━━ Passage shown ━━

Downy mildew has taken a toll on basil the last few years. One symptom is fuzzy spores on the undersides of leaves. Photo courtesy Purdue Plant and Pest Diagnostic Lab

Downy mildew has taken a toll on basil the last few years. One symptom: fuzzy spores on the undersides of leaves. Photo courtesy Purdue Plant and Pest Diagnostic Lab

Basil has taken a huge hit over the last few years from a downy mildew, which can quickly decimate a crop in the farmers’ fields, growers’ greenhouses and our gardens.

Downy mildew is the common name for this disease, even though the fungus that causes it may be different, depending on the plant. It gets the name from the symptoms, downy-like fuzz on the leaves.

On basil, the culprit is Peronospora balbahrii. Initially, the leaves turn yellow, and then black spots appear. That’s followed by fuzzy spores on the undersides of leaves. The problem starts at the base of the plant and moves up. The fungus is air borne or can be splashed on plants from infested soil. Plants and seeds can be infected, according to the University of Minnesota Extension, which got its first reports of the disease in 2012.

Here in Indiana, Purdue University has seen only a handful of samples since 2009. “A couple each year,” said Tom Creswell, director of Purdue’s Plant and Pest Diagnostic Lab.

“Most of our reports from the home garden have been from the home garden of Tom Creswell,” he joked. “It seems that if this is showing up extensively in the home garden, then either no one is paying attention or it comes on so late in the season that they’ve already made pesto, or they don’t know they can send samples to the lab for help.”

What can we do?

  • Remove any infested leaves. It’s all right to eat healthy leaves from infested plants.
  • Plant resistant varieties. Sweet basil (Ocimum basilicum) is the most susceptible, which includes Genovese, Nufar, Italian Large Leaf, Queenette, Superbo, Poppy Joe’s and others, according to Minnesota extension. Red Rubin and Red Leaf (O. basilicum purpurescens) and lemon basils (O. citriodorum) are considered moderately susceptible. Blue Spice, Spice, and Blue Spice F1 (O. americanum) are less susceptible.
  • Don’t plant basil in the same spot year after year. If you grow basil in a pot, dump the soil each year and scrub the pot with a solution of one part bleach and nine parts water. Use fresh potting mix each year.
  • Give plants plenty of air circulation.
  • Closely examine basil plants at garden centers to make sure they are symptom free.
  • Consider growing basil from seed. It’s easy and plants comes up quickly.

━━━

How to complete this task:
Please reproduce the part of the basil downy mildew article starting at "Basil has taken" and ending at "on the leaves.".

━━ Source data ━━

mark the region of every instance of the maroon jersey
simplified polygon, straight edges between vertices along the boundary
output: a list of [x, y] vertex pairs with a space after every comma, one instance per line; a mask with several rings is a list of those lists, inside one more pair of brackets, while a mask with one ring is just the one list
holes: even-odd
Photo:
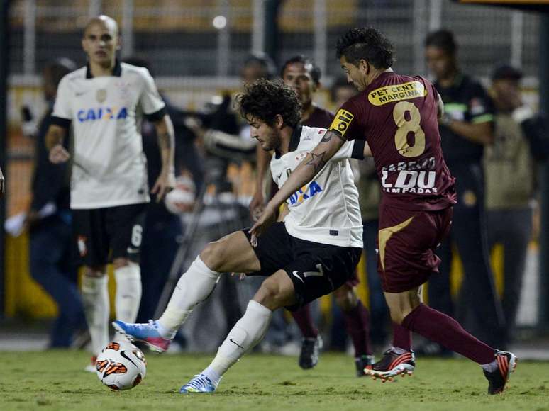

━━━

Your response:
Basil has taken a huge hit over the last few years from a downy mildew, which can quickly decimate a crop in the farmers’ fields, growers’ greenhouses and our gardens.

Downy mildew is the common name for this disease, even though the fungus that causes it may be different, depending on the plant. It gets the name from the symptoms, downy-like fuzz on the leaves.